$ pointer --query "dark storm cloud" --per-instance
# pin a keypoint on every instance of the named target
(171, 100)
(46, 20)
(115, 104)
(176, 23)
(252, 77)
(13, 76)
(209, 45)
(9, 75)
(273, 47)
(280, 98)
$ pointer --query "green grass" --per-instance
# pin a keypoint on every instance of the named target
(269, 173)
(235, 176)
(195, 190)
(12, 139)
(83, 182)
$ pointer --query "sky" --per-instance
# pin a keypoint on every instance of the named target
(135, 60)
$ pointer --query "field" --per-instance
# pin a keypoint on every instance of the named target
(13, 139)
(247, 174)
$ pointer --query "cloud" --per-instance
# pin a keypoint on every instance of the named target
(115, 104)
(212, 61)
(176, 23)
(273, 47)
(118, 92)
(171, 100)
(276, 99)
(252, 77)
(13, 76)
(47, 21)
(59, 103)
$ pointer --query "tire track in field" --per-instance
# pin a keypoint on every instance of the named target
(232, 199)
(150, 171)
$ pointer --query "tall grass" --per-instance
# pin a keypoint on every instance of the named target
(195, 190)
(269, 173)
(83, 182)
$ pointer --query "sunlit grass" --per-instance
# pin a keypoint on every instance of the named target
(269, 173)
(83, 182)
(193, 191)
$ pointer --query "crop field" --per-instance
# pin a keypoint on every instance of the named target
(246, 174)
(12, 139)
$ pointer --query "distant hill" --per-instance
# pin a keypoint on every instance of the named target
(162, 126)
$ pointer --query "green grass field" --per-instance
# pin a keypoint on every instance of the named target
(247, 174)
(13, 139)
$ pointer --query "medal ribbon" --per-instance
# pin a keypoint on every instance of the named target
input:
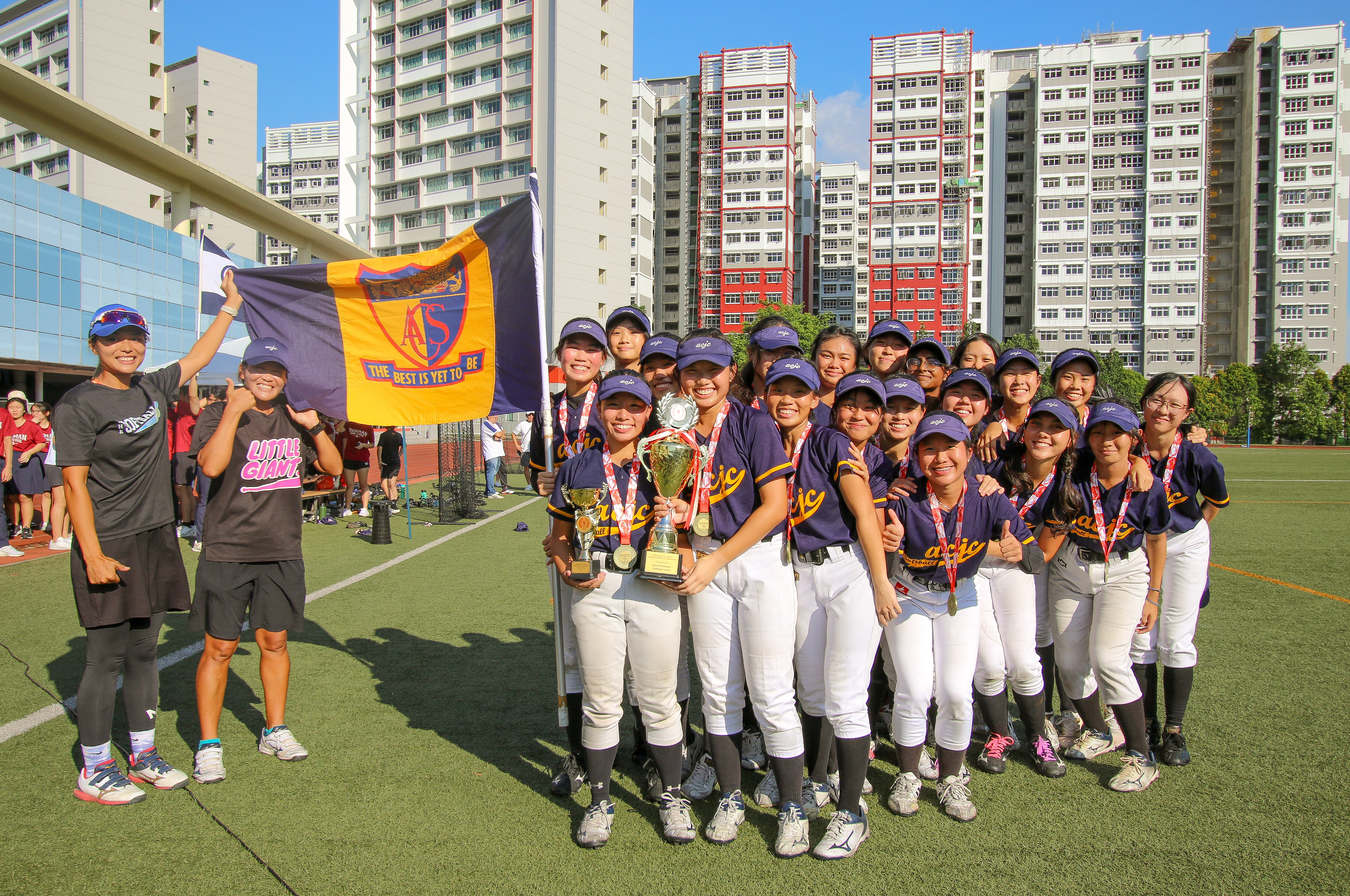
(570, 447)
(950, 560)
(623, 520)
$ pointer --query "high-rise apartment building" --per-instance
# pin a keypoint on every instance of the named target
(300, 171)
(842, 246)
(108, 53)
(211, 113)
(443, 119)
(754, 138)
(924, 199)
(1279, 181)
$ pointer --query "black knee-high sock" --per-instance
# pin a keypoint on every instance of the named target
(1130, 716)
(669, 760)
(725, 751)
(599, 767)
(950, 763)
(574, 724)
(1176, 693)
(789, 774)
(852, 770)
(1090, 709)
(1032, 709)
(996, 710)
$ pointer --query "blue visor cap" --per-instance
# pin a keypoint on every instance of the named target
(268, 349)
(110, 319)
(628, 311)
(943, 424)
(704, 349)
(1063, 412)
(1109, 412)
(1070, 356)
(1016, 354)
(777, 338)
(902, 386)
(797, 367)
(862, 381)
(618, 384)
(883, 327)
(969, 376)
(939, 347)
(659, 346)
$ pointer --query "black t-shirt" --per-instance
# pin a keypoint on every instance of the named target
(122, 435)
(253, 508)
(391, 444)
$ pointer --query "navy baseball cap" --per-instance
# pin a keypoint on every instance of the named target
(777, 338)
(1110, 412)
(1017, 354)
(905, 388)
(659, 346)
(967, 376)
(862, 381)
(628, 311)
(1063, 412)
(1071, 356)
(883, 327)
(268, 349)
(704, 349)
(944, 424)
(110, 319)
(937, 346)
(626, 383)
(797, 367)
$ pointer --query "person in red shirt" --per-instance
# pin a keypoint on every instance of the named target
(29, 440)
(355, 440)
(183, 419)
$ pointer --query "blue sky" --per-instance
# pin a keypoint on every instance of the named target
(295, 44)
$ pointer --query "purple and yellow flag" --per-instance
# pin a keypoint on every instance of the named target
(438, 337)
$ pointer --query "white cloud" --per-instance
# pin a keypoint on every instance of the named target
(842, 123)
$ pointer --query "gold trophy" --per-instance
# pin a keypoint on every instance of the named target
(671, 462)
(586, 501)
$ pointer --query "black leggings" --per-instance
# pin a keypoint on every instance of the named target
(127, 650)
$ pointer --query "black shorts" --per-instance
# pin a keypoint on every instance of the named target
(271, 596)
(156, 582)
(184, 469)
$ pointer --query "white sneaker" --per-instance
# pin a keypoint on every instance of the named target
(793, 832)
(596, 825)
(208, 767)
(107, 787)
(727, 820)
(905, 794)
(149, 767)
(701, 781)
(846, 833)
(283, 744)
(767, 793)
(752, 751)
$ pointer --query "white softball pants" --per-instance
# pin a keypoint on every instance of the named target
(1095, 621)
(1008, 631)
(836, 640)
(1172, 640)
(635, 623)
(744, 629)
(933, 652)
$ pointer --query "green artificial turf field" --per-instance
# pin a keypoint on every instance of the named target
(426, 696)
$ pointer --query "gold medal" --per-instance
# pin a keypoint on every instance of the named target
(624, 557)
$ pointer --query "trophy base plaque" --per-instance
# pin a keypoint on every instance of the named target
(661, 566)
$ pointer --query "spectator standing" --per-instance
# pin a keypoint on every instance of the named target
(492, 438)
(391, 461)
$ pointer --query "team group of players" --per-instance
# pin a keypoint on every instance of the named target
(893, 538)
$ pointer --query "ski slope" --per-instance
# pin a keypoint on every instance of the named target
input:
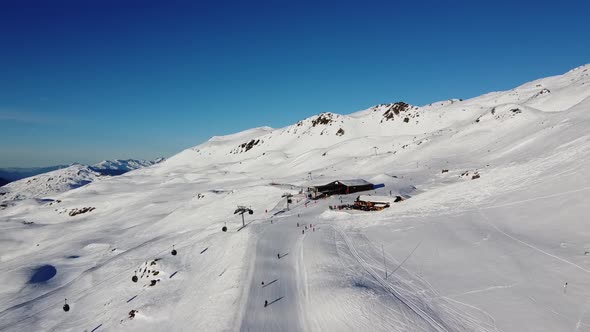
(462, 253)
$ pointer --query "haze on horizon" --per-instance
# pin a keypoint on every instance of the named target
(84, 82)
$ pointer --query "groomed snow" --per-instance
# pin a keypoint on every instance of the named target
(494, 226)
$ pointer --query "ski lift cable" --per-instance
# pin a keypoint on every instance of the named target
(78, 295)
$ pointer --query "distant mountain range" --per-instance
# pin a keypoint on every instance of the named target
(61, 178)
(105, 167)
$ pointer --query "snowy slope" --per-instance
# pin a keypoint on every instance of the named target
(491, 252)
(17, 173)
(49, 184)
(120, 166)
(61, 180)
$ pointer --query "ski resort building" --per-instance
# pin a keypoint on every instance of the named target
(340, 187)
(372, 203)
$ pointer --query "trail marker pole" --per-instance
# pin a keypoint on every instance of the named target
(384, 265)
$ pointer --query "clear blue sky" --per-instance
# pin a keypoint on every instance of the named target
(90, 80)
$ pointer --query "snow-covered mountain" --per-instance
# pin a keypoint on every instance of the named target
(51, 183)
(16, 173)
(120, 166)
(492, 236)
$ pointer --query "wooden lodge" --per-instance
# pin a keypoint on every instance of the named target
(340, 187)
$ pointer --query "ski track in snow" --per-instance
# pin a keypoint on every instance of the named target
(503, 243)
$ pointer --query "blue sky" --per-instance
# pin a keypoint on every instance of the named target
(83, 81)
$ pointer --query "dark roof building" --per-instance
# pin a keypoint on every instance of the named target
(340, 187)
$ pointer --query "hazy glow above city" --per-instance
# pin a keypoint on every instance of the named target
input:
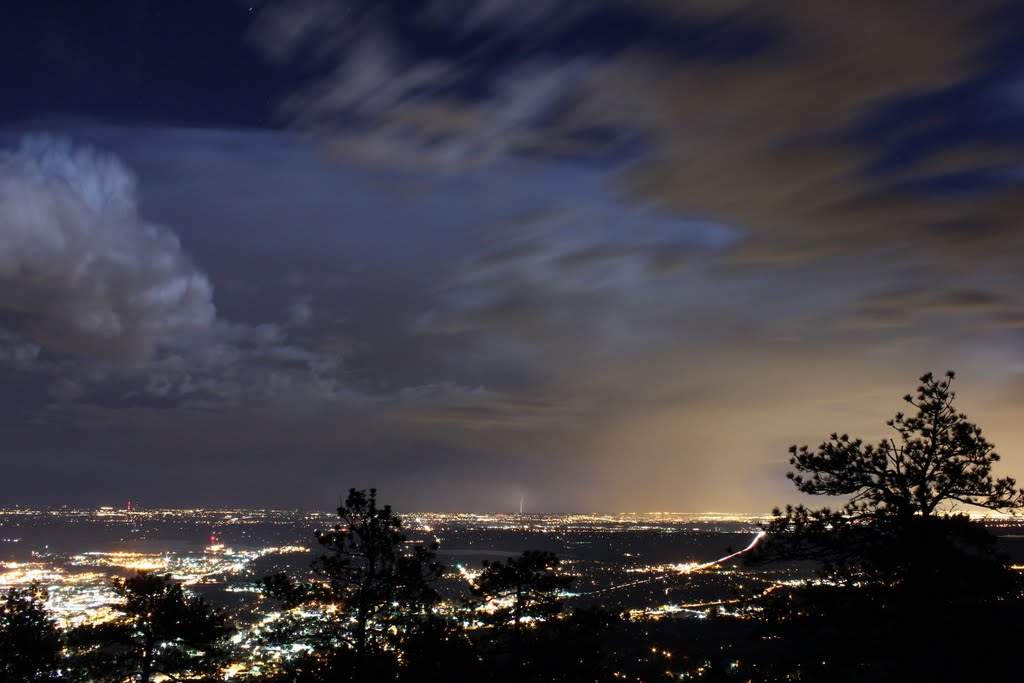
(590, 257)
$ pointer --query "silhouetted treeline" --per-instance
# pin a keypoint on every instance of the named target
(907, 590)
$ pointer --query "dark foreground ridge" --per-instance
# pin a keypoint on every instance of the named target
(897, 587)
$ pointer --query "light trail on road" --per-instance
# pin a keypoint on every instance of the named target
(680, 569)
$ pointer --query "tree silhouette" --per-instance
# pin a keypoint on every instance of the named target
(30, 642)
(941, 458)
(160, 632)
(899, 554)
(896, 523)
(373, 589)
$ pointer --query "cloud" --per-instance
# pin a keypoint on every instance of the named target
(753, 116)
(81, 272)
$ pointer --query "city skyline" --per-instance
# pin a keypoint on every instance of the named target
(607, 256)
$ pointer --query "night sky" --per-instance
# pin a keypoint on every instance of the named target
(606, 255)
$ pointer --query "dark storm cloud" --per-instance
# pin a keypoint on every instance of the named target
(814, 197)
(769, 136)
(80, 270)
(93, 295)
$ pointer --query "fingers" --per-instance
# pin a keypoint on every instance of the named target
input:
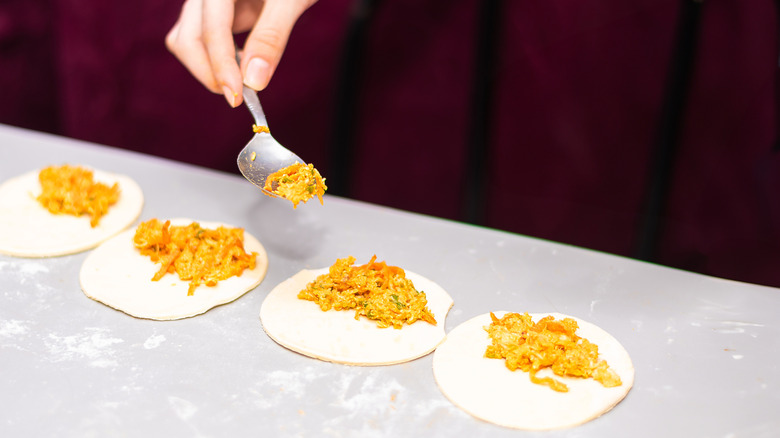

TO DO
Pick out every line in the records that contains the word "trail", and copy each one out.

SOLUTION TO THE PROBLEM
$ pointer --query "trail marker pole" --per-instance
$ pointer --query "light trail on road" --per-instance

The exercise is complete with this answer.